# [Given request]
Return only the line that contains "In this exercise you will pick out the electrical" and each line after it, through the last line of the data below, copied exactly.

# [Extracted records]
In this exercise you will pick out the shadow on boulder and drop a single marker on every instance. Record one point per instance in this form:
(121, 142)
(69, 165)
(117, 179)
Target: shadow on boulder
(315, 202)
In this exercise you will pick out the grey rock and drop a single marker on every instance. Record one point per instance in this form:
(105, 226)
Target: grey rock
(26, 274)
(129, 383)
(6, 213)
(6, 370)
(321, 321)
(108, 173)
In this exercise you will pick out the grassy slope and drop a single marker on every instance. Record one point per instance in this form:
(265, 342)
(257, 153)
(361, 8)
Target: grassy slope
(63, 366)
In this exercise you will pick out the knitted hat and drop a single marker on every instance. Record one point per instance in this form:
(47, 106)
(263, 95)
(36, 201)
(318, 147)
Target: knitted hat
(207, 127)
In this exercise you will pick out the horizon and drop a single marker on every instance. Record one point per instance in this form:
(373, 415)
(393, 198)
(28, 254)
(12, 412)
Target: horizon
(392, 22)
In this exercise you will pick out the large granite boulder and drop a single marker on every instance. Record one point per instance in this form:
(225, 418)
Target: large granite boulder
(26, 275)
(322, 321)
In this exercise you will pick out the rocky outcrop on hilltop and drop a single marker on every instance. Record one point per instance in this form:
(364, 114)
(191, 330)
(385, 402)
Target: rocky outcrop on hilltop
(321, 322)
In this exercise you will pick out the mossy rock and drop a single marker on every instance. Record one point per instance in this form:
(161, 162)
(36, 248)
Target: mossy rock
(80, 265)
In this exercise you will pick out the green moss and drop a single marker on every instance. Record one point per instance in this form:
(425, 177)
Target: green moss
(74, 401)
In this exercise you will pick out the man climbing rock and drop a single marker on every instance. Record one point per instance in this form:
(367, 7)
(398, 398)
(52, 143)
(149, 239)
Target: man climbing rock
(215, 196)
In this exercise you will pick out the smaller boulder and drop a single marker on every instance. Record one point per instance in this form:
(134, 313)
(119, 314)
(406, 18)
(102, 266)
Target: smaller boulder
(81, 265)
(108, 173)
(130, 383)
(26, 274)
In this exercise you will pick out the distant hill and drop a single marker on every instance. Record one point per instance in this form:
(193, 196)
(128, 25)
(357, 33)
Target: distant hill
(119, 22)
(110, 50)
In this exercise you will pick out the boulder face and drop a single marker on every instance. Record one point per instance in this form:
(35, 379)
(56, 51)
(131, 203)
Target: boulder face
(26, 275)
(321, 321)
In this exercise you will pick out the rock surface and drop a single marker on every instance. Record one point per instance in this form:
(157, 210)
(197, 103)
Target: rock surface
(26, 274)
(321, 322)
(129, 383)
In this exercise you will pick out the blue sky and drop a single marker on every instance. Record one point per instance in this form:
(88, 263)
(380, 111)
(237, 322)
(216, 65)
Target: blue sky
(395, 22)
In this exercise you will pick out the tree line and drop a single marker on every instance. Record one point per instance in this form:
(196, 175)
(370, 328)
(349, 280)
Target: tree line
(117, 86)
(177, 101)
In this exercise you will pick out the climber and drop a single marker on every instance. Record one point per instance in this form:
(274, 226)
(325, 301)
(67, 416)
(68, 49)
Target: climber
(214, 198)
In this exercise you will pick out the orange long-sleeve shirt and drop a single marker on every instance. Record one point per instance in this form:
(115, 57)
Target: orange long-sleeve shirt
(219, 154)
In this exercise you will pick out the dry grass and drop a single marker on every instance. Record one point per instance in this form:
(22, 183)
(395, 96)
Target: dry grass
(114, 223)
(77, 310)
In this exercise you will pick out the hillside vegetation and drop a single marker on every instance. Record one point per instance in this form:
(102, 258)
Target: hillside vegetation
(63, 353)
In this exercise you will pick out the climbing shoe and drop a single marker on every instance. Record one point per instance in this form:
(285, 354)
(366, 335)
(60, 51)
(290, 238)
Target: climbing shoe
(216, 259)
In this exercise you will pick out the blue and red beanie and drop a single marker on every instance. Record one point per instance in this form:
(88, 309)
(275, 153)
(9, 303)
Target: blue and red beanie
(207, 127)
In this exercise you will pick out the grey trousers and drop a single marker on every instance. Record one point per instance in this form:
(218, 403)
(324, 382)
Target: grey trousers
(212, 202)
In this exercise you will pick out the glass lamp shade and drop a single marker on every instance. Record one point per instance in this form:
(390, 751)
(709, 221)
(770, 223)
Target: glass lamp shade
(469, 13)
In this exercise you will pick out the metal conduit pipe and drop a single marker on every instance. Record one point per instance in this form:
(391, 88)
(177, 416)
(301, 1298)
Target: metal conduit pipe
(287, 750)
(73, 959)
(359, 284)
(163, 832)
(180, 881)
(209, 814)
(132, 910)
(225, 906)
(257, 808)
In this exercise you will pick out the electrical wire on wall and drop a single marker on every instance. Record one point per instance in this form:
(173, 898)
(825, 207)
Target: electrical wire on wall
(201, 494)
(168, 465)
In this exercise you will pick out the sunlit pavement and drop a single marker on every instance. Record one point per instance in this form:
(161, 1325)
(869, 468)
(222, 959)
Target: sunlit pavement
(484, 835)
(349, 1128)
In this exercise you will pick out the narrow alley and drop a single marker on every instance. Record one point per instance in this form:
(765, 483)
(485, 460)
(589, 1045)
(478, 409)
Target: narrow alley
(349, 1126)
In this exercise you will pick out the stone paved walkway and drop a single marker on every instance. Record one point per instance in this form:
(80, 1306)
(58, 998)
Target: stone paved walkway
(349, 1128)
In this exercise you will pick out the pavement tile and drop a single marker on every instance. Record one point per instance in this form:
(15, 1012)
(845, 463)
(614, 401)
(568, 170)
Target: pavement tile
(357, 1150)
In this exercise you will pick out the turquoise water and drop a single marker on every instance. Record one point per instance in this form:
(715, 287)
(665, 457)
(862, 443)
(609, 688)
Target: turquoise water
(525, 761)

# [Task answer]
In this exercise you will pick out the electrical wire on wall and drop a single marker on every instance. Record one point per instance in this form:
(173, 898)
(825, 207)
Target: electrical wire on wall
(201, 494)
(168, 465)
In this exercise you will pick out the sunlit pavement and drop a single marker on every instance. Record one point per instance in this form:
(161, 1325)
(869, 468)
(222, 959)
Target: sunlit pavement
(484, 835)
(349, 1128)
In this exercise you will pick out the narrow alley and drop a single marker on every instance. Record one point per instance in this form:
(765, 483)
(485, 460)
(589, 1045)
(478, 409)
Target: narrow alley
(349, 1126)
In this exercise you will pick out the stone paved walkway and drop a single marker on every instance. Record one point per instance in this form:
(80, 1306)
(58, 998)
Target: stone paved walkway
(349, 1128)
In this exercise you will pick out the pavement tile and drop a single marker on every instance. Record one point per instance in this form:
(15, 1012)
(845, 463)
(614, 401)
(568, 170)
Target: pavement tile
(357, 1150)
In this exercise you will pick out the turquoise water and drop a single marker on every instance. Record one point per instance in this form:
(715, 287)
(665, 457)
(862, 443)
(609, 688)
Target: turquoise water
(525, 761)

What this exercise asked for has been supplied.